(Problem details): Output exactly the lines from the one with "The component shall locate the catenary" through the last line of the data below, both included, and nothing more.

· · · · · · ·

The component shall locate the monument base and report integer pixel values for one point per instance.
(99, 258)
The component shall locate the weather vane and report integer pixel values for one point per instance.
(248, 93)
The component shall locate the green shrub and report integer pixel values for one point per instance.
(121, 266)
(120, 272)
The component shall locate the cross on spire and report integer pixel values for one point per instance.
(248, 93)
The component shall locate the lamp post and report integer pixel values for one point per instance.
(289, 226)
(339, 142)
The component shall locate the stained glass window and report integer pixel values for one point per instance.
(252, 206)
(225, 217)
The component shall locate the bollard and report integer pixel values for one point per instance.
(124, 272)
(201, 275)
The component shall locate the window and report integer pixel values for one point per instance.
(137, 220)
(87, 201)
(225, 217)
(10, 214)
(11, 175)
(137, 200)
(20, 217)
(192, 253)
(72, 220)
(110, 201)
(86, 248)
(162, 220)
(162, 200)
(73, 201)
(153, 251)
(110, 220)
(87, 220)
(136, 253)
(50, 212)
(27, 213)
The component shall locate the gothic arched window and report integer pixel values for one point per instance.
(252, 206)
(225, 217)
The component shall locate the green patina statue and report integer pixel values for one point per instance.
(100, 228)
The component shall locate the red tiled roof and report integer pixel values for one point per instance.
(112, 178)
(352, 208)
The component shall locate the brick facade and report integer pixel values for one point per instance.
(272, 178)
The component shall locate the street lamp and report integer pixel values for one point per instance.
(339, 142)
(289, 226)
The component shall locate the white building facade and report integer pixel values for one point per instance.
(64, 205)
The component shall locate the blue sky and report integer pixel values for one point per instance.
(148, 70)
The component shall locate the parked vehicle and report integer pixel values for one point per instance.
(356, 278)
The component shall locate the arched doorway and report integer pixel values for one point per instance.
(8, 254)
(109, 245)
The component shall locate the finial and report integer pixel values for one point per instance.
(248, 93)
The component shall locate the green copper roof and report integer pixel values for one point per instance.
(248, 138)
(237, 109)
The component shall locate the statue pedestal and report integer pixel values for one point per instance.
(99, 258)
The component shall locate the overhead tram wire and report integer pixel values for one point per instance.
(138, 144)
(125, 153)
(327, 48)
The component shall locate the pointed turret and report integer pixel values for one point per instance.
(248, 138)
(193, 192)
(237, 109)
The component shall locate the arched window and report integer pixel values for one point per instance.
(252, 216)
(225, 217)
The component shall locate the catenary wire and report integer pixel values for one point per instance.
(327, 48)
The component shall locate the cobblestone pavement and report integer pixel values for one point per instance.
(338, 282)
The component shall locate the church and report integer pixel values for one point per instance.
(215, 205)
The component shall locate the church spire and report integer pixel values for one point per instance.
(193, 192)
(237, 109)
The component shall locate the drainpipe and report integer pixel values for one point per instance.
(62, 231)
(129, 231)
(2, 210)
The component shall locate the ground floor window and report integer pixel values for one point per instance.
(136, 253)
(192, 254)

· · · · · · ·

(Expected output):
The component shall locate the catenary wire and report integer pixel values for one point per instance.
(327, 48)
The component shall locate the cobblestone pavement and report integer pixel values for one point per instance.
(338, 282)
The component shall locate the church and report integer pixel values for one point per instance.
(215, 205)
The component shall locate the church spire and report integer pixel values for one point per instance.
(193, 192)
(237, 109)
The component shall locate the drainpipe and report integer pixel values for one point per instance.
(62, 231)
(129, 231)
(2, 210)
The component shall locate the ground floor window and report integer pixel values for one point per instance.
(136, 253)
(192, 254)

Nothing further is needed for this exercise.